YOUR ASSIGNMENT. Every record below must come back exactly as given.

[Stored data]
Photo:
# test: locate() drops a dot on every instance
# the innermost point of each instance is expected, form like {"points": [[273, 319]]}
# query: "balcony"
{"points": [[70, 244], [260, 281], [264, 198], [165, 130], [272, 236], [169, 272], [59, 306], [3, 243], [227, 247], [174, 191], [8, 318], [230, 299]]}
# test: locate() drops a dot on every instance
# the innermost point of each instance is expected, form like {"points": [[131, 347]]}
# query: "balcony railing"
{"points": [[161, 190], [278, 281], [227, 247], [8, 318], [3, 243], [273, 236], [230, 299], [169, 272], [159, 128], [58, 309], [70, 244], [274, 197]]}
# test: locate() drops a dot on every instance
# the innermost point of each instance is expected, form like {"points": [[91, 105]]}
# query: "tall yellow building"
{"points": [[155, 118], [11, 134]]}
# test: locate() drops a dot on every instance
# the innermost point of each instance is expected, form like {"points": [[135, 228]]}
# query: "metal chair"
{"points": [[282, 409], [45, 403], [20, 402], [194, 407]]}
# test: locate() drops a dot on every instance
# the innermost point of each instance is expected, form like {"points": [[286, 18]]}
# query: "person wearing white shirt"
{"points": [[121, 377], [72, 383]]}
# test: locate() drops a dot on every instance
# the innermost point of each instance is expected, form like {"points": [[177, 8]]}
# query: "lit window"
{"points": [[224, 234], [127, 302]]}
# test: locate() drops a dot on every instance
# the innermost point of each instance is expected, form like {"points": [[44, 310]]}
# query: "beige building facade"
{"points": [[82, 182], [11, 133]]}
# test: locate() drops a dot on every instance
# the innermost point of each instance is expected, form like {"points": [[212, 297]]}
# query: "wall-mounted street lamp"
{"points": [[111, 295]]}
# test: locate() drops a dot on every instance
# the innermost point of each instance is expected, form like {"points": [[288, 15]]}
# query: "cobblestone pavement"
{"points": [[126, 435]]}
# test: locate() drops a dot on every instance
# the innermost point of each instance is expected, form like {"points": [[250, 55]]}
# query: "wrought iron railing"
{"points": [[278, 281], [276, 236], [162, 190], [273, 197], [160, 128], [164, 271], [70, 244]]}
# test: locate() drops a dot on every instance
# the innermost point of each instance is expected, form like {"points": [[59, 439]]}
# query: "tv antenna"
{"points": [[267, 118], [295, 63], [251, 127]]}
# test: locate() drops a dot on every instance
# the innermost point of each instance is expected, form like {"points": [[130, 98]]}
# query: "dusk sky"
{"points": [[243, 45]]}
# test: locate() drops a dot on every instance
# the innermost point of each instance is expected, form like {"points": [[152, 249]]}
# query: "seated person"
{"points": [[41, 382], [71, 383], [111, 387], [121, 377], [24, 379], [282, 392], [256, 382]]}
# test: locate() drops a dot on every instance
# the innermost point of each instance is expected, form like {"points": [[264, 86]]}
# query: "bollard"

FINISHED EXERCISE.
Photo:
# test: locate() drops a dot on every instance
# the innermost point of each instance is expected, form like {"points": [[273, 319]]}
# query: "balcony"
{"points": [[70, 244], [260, 281], [264, 198], [165, 130], [272, 236], [169, 272], [59, 306], [3, 243], [227, 247], [174, 191], [8, 318], [230, 299]]}
# test: locate() drops a dot on every instance
# the innermost point of each instance is expected, form like {"points": [[131, 347]]}
# query: "balcony railing"
{"points": [[161, 190], [278, 281], [227, 247], [8, 318], [3, 243], [273, 236], [230, 299], [169, 272], [159, 128], [58, 309], [70, 244], [274, 197]]}
# test: locate() drops a dot on every instance
# the innermost point of each instance is expected, form like {"points": [[91, 105]]}
# query: "tall yellow building"
{"points": [[155, 118], [11, 134]]}
# test: locate() drops a dot on every instance
# the innermost point of each instance is expected, form like {"points": [[135, 228]]}
# query: "metal chair"
{"points": [[282, 409], [45, 403], [20, 402], [194, 407]]}
# test: locate() drops a dot on every instance
# the innermost point of each instance is expected, form like {"points": [[286, 18]]}
# query: "person wearing white shirt"
{"points": [[121, 377], [72, 383]]}
# test: locate() drops a dot on every instance
# the innermost point of each instance is expected, form like {"points": [[177, 8]]}
# query: "lit window"
{"points": [[224, 234], [127, 302]]}
# test: locate() drops a dot on every instance
# the innermost point of each instance is expected, form like {"points": [[44, 310]]}
# query: "beige building facade"
{"points": [[82, 182], [11, 133]]}
# test: locate() drops a dot on every instance
# the innermost point of each instance is expected, form like {"points": [[212, 297]]}
# query: "wall-mounted street lamp"
{"points": [[111, 295]]}
# test: locate() drops a dot on every instance
# the innermost point of each instance is expected, form like {"points": [[288, 15]]}
# query: "cobblestone pavement"
{"points": [[126, 435]]}
# test: locate() drops a dot on every instance
# the innermost point of each instance is expected, form like {"points": [[250, 55]]}
# query: "wrought iron railing"
{"points": [[278, 281], [276, 236], [162, 190], [273, 197], [160, 128], [164, 271], [70, 244]]}
# test: locate() drops a dot on every instance
# the innermost point of each instance is expected, form like {"points": [[59, 439]]}
# query: "tv antenna"
{"points": [[267, 118], [295, 63], [251, 127]]}
# test: locate() drops a dot on every instance
# the innermost point of each instance is expected, form like {"points": [[130, 98]]}
# query: "dusk sky"
{"points": [[243, 45]]}
# test: locate() drops a dot on every instance
# the innermost point of each instance is expected, form like {"points": [[152, 249]]}
# query: "seated person"
{"points": [[41, 382], [71, 383], [111, 387], [121, 377], [24, 379], [282, 392], [256, 382]]}
# test: locate() drops a dot on every instance
# the innermost point of each instance is expected, form like {"points": [[264, 86]]}
# query: "bollard"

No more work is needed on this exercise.